Duplicate the lines from the one containing "Question. Provide the position of each instance of the dark red" through the one containing "x=1033 y=302", both included.

=== Records supplied ===

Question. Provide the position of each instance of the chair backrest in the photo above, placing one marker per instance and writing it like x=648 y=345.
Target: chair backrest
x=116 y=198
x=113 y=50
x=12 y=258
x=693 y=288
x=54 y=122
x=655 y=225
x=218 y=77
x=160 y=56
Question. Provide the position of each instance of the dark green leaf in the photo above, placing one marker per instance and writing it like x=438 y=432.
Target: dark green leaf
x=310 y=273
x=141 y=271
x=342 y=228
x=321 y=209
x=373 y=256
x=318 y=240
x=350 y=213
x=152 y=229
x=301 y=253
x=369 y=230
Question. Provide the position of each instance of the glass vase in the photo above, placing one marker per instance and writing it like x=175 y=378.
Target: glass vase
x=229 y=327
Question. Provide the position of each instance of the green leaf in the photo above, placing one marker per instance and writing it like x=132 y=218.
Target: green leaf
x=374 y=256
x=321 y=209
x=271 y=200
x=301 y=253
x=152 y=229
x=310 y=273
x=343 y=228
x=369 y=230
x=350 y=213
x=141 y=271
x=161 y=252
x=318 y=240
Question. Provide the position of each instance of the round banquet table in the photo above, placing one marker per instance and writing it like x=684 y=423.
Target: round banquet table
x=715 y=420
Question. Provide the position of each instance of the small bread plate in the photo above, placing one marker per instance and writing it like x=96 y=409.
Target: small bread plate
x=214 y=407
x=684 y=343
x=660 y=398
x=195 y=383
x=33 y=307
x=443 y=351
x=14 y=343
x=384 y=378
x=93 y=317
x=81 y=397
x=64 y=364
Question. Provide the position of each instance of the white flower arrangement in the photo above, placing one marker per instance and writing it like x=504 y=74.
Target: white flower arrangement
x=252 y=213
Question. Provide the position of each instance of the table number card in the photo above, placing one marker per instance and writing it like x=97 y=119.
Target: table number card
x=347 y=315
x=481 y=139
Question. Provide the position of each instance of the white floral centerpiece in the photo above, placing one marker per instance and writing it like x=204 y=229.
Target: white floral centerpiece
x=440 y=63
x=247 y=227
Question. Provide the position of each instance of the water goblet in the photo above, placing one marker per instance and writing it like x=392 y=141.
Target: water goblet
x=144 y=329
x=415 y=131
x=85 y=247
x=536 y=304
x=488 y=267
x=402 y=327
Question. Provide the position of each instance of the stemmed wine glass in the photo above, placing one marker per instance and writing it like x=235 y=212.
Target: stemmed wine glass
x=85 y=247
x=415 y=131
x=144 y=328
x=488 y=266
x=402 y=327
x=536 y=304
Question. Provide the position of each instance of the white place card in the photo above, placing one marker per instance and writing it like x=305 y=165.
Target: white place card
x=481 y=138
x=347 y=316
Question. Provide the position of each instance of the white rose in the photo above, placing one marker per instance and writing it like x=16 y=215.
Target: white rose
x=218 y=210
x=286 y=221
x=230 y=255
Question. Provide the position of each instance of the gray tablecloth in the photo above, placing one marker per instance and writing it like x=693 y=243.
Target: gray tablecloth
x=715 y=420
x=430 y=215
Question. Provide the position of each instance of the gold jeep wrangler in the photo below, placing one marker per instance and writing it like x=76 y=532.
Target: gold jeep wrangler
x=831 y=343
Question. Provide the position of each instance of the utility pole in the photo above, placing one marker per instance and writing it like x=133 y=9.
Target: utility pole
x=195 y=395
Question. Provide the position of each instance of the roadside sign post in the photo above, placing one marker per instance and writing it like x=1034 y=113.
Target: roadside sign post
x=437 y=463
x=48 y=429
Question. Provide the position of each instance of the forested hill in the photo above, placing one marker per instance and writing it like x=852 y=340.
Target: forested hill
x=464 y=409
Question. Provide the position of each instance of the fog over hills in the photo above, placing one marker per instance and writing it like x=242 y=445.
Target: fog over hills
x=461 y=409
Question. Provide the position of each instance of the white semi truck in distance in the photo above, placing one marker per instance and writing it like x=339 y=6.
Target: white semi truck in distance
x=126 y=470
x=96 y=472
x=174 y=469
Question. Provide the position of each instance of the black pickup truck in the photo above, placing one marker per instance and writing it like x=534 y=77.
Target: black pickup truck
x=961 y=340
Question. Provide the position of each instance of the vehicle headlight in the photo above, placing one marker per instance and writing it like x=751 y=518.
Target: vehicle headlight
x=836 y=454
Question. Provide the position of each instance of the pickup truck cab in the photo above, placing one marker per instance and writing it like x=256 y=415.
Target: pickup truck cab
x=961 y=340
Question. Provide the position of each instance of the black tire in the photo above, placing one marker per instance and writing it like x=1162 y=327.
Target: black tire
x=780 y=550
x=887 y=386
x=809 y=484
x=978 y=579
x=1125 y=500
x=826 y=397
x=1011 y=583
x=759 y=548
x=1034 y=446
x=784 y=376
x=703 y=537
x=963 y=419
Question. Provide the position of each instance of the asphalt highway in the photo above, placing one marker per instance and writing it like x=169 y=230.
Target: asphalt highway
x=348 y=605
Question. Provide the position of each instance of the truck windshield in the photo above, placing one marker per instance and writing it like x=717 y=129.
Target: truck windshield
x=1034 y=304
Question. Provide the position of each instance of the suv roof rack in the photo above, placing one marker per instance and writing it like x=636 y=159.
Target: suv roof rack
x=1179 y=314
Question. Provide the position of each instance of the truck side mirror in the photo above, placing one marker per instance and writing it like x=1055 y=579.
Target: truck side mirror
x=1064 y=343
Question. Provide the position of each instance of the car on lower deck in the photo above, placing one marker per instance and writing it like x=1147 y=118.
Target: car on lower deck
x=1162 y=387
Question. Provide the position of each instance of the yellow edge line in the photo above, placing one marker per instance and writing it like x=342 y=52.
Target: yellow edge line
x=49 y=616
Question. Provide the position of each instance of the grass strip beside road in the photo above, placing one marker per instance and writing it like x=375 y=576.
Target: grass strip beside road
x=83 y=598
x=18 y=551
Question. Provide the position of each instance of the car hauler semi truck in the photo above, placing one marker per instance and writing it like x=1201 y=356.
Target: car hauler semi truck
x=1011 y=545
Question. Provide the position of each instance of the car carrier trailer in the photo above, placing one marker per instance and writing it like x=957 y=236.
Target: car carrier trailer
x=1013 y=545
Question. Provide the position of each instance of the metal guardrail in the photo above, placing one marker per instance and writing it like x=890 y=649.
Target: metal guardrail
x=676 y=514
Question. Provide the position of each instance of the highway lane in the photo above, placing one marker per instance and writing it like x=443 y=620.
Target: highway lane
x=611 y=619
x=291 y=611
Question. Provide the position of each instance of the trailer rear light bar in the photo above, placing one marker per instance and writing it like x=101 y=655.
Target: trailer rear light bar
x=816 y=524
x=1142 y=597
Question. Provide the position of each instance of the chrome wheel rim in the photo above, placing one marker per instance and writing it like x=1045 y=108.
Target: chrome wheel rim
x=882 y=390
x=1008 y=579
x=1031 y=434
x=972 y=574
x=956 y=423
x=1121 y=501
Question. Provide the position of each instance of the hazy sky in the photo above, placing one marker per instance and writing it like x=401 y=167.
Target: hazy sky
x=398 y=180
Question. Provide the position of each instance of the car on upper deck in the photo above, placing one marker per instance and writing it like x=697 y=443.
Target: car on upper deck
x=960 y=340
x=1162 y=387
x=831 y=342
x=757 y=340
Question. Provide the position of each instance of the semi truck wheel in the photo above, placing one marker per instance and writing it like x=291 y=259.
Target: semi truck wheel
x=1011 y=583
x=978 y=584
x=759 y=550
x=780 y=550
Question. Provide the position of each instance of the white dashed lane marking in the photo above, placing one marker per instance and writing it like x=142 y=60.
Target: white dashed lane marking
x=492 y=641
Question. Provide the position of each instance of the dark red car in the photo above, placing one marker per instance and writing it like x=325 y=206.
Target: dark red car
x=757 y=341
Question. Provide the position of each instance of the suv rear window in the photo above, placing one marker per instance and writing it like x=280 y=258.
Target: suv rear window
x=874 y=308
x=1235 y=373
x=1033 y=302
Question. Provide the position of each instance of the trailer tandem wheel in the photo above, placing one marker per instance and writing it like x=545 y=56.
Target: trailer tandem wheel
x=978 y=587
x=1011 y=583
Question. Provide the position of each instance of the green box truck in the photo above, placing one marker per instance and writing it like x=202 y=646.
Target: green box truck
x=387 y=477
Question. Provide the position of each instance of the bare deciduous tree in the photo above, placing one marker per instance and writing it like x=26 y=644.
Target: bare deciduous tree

===

Result for this exercise:
Question. Provide the position of each instance of the dark red car in the photo above, placing one marker per instance and writing it like x=325 y=206.
Target: dark red car
x=757 y=341
Question. Provide the position of each instance of the suv rear window in the photo above, placing one marker per instance and writing it like x=280 y=258.
Target: suv rear window
x=874 y=308
x=1235 y=373
x=1033 y=302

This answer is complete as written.